* [Document segment]:
▽

Forest Fire Susceptibility Assessment and Mapping Using Support Vector Regression and Adaptive Neuro-Fuzzy Inference System-Based Evolutionary Algorithms

Abstract

Support vector regression (SVR) and the adaptive neuro-fuzzy inference system (ANFIS) are two well-known and powerful artificial intelligence techniques which have been frequently used for hazard mapping. So far, a plethora of hybrid models have been developed using a combination of either the SVR or ANFIS and evolutionary algorithms, but there are only a handful of studies that compare the performance of these models when integrated with evolutionary algorithms, especially in forest fire susceptibility mapping (FFSM). The aim of this study was to compare performance of ANFIS-, and SVR-based evolutionary algorithms, namely, the genetic algorithm (GA) and the shuffled frog-leaping algorithm (SFLA) in FFSM in Ajloun Governorate in Jordan. Accordingly, four hybrid models, SVR-GA, SVR-SFLA, ANFIS-GA, and ANFIS-SFLA, were developed and compared. One hundred and one forest fire locations were used in this study to assess and model susceptibility of forests to fires. The forest fire inventory data were divided into a training data subset (70%) and a testing data subset (30%). Fourteen factors affecting incidence of forest fires were employed as conditioning factors. The area under the receiver operating characteristic (AUROC) curve was used to assess performance of the models in the validation phase. The results revealed that the SVR-based hybrid algorithms had better AUROC values than the ANFIS-based algorithms. Of the four integrated models, the SVR-GA model proved to be the model with the highest accuracy and best performance. It had AUROC values of 0.97 and 0.89 in the training and the testing phases, respectively.

△

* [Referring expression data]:

▽

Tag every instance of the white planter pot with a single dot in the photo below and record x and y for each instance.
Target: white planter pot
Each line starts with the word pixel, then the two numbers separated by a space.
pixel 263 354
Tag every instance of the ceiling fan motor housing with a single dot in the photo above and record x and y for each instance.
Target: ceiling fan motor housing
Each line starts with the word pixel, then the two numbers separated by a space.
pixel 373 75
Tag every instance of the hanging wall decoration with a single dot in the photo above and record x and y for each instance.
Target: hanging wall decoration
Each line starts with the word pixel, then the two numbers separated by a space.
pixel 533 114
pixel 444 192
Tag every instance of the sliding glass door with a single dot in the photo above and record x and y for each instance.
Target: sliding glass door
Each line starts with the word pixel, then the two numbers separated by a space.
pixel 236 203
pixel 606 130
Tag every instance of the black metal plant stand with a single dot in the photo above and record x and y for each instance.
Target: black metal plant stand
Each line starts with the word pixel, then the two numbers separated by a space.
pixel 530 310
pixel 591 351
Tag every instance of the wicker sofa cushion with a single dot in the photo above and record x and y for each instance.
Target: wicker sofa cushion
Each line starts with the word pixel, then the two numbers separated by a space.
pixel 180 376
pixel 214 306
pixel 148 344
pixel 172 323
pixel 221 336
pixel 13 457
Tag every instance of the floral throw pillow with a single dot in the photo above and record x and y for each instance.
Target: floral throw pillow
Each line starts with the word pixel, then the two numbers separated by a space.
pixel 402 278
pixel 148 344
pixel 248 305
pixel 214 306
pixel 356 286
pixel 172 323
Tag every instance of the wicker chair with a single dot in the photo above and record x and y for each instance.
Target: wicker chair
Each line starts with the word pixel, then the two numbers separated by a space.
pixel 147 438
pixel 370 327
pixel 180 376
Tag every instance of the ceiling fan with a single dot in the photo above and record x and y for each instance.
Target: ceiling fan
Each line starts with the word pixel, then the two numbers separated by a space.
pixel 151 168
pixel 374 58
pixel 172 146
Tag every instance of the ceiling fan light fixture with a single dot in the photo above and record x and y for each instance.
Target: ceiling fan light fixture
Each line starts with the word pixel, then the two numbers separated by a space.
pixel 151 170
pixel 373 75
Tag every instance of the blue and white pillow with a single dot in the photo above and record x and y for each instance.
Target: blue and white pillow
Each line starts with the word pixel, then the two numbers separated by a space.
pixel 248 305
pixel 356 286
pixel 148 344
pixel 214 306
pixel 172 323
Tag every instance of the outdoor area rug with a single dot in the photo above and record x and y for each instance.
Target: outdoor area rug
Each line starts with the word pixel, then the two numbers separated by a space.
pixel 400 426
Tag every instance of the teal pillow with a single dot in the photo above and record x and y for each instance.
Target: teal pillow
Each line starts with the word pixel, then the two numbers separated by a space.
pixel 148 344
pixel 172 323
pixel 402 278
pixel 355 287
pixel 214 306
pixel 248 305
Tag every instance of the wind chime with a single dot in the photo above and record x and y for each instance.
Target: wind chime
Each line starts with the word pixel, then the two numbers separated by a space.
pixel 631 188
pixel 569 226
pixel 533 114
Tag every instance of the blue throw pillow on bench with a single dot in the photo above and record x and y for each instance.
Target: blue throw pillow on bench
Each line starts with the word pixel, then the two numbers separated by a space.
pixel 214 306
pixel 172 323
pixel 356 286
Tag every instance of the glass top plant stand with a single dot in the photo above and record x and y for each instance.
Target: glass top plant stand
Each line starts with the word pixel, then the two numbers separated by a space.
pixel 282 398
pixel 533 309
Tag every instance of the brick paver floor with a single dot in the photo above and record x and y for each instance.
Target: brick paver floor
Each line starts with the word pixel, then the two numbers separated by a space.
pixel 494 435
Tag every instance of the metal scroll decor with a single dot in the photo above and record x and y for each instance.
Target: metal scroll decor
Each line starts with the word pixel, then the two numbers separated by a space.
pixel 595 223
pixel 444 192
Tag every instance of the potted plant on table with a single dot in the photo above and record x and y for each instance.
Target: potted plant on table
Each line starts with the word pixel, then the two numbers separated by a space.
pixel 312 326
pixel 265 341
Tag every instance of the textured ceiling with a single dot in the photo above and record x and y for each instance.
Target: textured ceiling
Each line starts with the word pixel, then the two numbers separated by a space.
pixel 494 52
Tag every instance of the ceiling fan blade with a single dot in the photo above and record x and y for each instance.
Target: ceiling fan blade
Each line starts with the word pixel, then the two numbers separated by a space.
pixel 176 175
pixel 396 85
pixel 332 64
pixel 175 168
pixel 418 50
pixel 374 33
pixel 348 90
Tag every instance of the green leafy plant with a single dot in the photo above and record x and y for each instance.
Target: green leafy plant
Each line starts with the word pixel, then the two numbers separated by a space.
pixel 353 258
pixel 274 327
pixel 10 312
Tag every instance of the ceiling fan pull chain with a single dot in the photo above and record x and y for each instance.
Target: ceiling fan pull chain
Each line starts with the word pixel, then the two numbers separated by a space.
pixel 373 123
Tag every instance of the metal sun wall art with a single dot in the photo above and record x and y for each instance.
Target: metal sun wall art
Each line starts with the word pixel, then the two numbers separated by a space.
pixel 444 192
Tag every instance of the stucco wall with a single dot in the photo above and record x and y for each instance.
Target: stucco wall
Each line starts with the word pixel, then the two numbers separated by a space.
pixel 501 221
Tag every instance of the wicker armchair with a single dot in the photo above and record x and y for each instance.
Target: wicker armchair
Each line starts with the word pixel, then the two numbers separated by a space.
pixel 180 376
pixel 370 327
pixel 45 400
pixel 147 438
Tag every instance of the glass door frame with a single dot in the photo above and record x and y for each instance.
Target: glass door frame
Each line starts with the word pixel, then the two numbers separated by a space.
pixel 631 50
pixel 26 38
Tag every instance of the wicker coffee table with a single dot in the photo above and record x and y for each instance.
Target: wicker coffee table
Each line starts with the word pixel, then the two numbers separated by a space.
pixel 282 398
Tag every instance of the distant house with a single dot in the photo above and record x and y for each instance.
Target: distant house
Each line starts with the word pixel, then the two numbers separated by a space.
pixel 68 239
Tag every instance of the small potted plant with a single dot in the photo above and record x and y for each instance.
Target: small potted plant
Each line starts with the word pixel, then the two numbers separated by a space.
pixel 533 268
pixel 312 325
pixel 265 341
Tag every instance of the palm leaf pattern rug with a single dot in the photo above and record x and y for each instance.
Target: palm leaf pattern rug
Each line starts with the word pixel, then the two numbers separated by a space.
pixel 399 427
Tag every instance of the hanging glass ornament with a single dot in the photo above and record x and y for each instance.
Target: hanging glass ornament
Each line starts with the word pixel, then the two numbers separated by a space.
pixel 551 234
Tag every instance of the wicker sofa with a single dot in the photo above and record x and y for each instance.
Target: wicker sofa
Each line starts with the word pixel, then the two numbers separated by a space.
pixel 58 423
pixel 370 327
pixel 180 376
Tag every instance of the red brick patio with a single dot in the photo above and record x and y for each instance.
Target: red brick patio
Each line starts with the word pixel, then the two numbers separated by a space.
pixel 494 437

△

* [Exercise]: Name the hybrid models that the forest fire susceptibility abstract reports were developed and compared.

* [Output of the task]: SVR-GA, SVR-SFLA, ANFIS-GA, ANFIS-SFLA